* [OPGEGEVEN DOEL 1]: Welke vormen van het patriarchaat somt het artikel over anti-speciesistisch anarchisme hieronder tussen gedachtestreepjes op? Geef ze allemaal.
* [OPGEGEVEN DOEL 2]: Schrijf het artikel over anti-speciesistisch anarchisme hieronder verder, te beginnen na de laatste zin die er staat.

* [DOCUMENTFRAGMENT]:
·····

Voor een anti-speciesistisch anarchisme
woensdag 19 januari 2021
Onderstaand artikel schreef ik voor de Buiten de Orde, 2021, nr. 4 waar het intussen al eventjes staat te lezen.
Anarchisme betekent minimaal: het afwijzen van elke vorm van onderdrukking en tegen elk hiërarchisch stelsel, om die onderdrukking en dat hiërarchische stelsel te vervangen door een samenleving van vrije en gelijkwaardige mensen. Dat betekent bijvoorbeeld dat de staat, het kapitalisme, het patriarchaat in al haar vormen – vrouwenonderdrukking, transhaat, homohaat, noem maar op – kolonialisme en witte suprematie, met alle vormen van nationale overheersing, uitsluiting en racisme… dat al die zaken onze afwijzing en bestrijding verdienen en ook krijgen. Hetzelfde geld voor validisme: onderdrukking op basis van ziekte, beperking of ‘afwijking’ van ‘de norm’. Let op die aanhalingstekens. Ik ben autist, ik accepteer niet dat autisme gezien wordt als afwijking. En ‘de norm’ is de vijand. Vandaar dat ik die woorden woord tussen aanhalingstekens zet.

·····

* [VERZAMELDE GEGEVENS]:
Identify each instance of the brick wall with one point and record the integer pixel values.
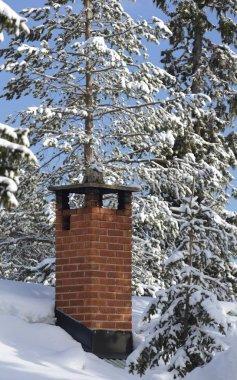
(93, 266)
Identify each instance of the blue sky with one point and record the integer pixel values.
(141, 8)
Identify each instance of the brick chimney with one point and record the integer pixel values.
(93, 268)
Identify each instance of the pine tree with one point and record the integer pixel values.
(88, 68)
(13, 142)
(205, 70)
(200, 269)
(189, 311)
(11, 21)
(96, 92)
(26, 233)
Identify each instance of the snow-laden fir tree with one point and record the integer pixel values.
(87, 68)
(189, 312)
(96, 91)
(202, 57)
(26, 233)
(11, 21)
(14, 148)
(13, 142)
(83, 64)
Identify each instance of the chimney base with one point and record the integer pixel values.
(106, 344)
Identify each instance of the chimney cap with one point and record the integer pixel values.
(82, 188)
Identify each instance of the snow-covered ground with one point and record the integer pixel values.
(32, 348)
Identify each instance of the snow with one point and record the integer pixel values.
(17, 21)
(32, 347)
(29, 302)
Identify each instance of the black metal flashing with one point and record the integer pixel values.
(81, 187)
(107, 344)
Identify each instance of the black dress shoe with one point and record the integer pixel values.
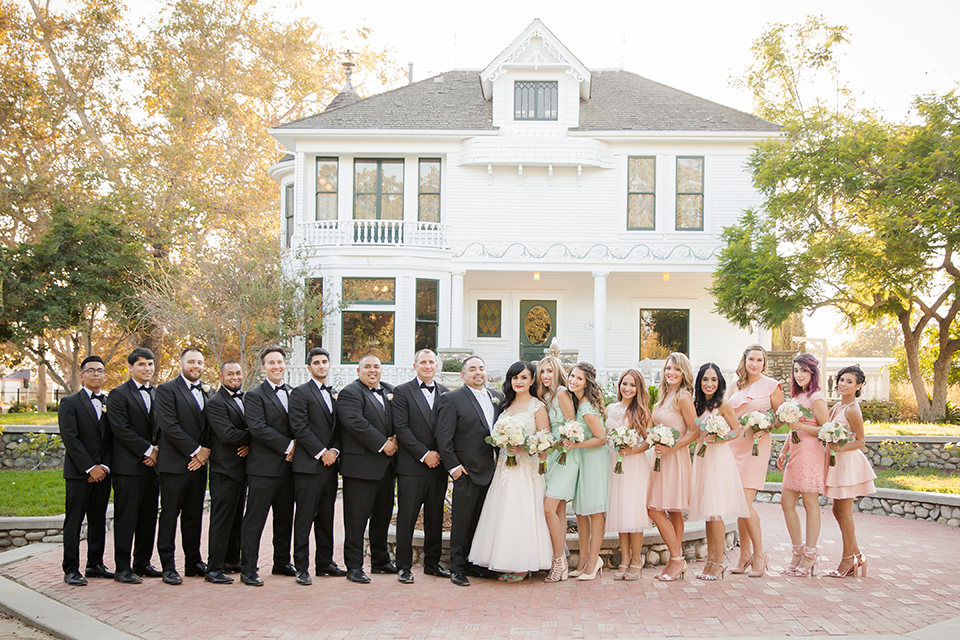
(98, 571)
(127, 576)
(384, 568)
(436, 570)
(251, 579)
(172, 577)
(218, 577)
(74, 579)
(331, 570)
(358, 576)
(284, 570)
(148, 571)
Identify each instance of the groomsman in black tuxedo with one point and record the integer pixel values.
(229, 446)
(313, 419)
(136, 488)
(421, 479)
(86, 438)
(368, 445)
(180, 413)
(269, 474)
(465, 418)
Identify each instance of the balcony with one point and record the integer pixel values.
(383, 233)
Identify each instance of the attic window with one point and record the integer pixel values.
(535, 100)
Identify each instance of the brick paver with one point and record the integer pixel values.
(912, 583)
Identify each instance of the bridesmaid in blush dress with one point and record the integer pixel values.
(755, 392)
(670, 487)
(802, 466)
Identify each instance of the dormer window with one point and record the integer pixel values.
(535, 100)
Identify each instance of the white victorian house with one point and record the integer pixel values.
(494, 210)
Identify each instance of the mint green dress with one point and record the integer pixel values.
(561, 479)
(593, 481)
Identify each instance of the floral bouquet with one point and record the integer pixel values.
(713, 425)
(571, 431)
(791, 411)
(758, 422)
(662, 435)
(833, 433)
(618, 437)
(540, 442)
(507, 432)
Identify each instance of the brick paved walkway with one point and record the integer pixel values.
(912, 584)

·····

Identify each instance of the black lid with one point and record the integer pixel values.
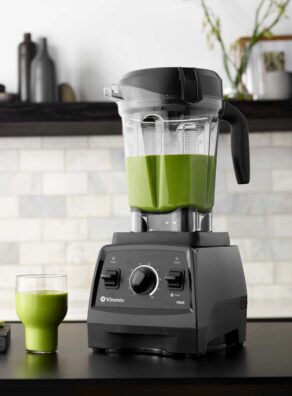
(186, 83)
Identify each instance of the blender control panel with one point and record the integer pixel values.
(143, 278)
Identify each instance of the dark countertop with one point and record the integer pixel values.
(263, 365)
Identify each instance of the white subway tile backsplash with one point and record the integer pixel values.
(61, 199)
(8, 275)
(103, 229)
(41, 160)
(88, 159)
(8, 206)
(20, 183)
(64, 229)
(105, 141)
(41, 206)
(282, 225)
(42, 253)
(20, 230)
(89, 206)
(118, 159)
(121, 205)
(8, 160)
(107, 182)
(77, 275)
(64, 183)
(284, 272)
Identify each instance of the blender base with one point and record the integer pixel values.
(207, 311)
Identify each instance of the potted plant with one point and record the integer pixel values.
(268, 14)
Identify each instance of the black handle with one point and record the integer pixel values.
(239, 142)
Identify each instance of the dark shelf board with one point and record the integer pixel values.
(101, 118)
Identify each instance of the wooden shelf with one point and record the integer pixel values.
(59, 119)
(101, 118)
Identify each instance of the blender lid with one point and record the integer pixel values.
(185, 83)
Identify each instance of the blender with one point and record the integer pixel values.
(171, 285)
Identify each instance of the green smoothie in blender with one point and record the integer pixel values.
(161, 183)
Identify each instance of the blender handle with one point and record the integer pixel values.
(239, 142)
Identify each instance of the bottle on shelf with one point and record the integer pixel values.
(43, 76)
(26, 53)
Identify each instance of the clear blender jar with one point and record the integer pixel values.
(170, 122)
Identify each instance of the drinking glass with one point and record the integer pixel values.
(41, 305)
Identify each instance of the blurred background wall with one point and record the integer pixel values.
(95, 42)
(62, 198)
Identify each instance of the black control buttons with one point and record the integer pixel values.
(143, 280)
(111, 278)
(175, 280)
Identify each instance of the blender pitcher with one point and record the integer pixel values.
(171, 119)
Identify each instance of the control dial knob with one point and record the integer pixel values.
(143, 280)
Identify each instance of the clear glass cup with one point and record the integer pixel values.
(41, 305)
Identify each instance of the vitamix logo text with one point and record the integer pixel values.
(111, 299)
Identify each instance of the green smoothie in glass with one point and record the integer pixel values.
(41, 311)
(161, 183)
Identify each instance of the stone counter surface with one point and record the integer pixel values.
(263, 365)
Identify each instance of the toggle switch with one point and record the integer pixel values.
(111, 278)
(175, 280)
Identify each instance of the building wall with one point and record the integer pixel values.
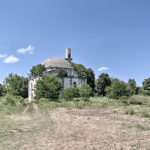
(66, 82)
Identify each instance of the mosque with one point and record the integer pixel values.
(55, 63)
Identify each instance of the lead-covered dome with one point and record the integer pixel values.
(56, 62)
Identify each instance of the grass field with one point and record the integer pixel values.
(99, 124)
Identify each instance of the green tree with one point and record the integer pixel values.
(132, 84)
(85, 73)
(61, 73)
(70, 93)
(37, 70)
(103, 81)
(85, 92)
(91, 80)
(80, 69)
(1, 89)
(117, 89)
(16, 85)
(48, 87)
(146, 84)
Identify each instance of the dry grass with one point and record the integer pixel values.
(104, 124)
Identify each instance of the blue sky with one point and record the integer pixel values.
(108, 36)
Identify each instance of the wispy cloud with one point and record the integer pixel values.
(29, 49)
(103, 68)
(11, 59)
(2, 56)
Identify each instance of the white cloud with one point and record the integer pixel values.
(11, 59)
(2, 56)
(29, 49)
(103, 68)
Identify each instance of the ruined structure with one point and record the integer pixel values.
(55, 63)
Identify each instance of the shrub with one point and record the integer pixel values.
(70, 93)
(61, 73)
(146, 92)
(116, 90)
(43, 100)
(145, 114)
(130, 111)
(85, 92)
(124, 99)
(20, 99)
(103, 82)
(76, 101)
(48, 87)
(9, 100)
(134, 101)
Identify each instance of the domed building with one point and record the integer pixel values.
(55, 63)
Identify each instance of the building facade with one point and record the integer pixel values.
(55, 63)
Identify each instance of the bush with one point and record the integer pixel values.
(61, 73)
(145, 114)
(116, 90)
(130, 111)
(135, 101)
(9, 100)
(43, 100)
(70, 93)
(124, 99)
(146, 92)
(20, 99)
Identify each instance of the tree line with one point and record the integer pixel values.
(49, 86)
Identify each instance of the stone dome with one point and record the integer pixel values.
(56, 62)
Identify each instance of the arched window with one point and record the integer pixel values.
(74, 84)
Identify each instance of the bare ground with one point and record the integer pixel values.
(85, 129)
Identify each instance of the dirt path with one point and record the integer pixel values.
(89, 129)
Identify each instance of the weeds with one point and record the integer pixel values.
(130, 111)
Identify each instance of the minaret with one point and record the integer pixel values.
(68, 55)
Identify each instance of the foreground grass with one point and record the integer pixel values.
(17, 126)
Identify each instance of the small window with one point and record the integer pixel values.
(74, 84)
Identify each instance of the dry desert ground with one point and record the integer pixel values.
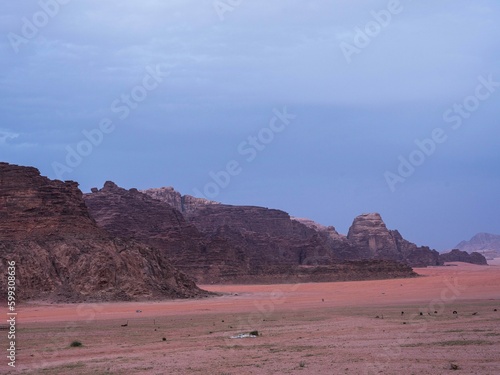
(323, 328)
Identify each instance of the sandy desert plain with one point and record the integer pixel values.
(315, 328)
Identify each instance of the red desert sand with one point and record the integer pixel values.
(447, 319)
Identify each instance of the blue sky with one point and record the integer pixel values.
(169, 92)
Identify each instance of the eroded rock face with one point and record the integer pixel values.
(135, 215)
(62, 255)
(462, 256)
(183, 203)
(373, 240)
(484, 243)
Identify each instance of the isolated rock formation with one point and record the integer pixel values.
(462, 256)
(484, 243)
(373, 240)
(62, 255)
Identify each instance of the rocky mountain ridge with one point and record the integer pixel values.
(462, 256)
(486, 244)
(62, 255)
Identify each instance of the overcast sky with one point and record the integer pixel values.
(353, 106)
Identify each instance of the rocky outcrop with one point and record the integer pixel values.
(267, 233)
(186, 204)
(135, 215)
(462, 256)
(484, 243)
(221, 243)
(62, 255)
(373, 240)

·····

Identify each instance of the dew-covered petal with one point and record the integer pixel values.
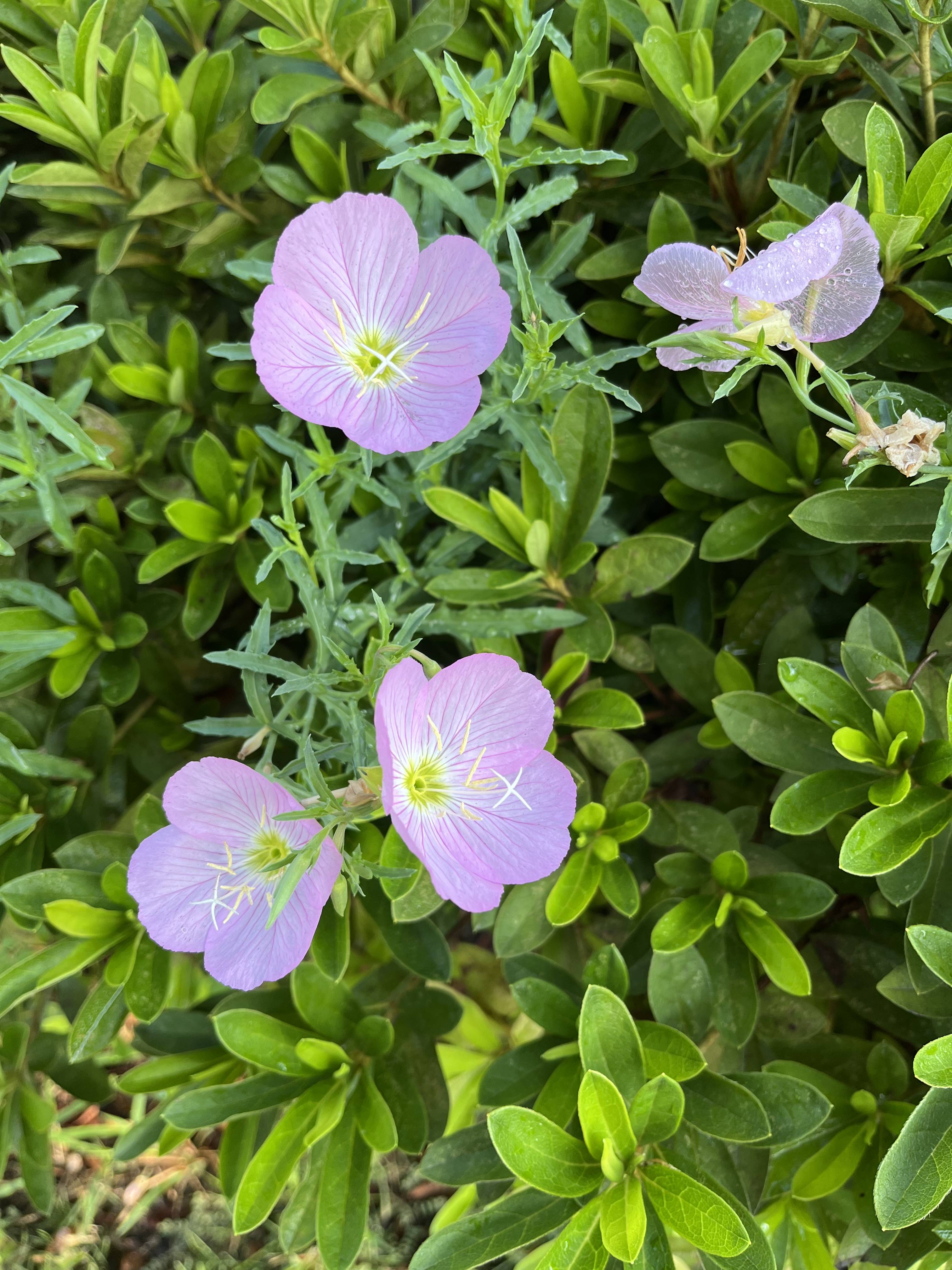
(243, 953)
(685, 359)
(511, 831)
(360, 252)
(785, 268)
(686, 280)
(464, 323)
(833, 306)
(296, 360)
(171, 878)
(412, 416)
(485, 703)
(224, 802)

·····

* [ANTWOORD 1]: vrouwenonderdrukking, transhaat, homohaat

* [ANTWOORD 2]:
Is daarmee de afwijzing van hiërarchische onderdrukkingsstelsels compleet? Is ons doel enkel een samenleving van vrije en gelijkwaardige mensen? Naar mijn mening niet. Fundamenteel voor het overleven van het leven op aarde is de afwijzing van de onderwerping van de niet-menselijke natuur aan de menselijke maatschappij. Waar ‘de mens’ – doorgaans voorzien van staten en uitbuitingsmechanismes – ‘ de natuur’ onderwerpt, wordt het leven gesloopt en lopen we allemaal gevaar. Waar mensen zich boven de natuur verheffen, waar hiërarchie bestaat tussen ‘de mens’ en ‘de natuur’, daar zal dit hiërarchische principe ook de menselijke maatschappij kenmerken. Murray Bookchin zag hier scherp. Onderwerping houdt geen halt bij de grens tussen mens en natuur. Tem dieren, en je temt al snel ook mensen. Gebruik de natuur als winstgevende hulpbron, stook alle fossiele brandstoffen daarom maar op, kap de regenwouden maar, en spoedig verzuipen en verschroeien we allemaal. Waar de natuur de klos is, zijn wij uiteindelijk ook de klos.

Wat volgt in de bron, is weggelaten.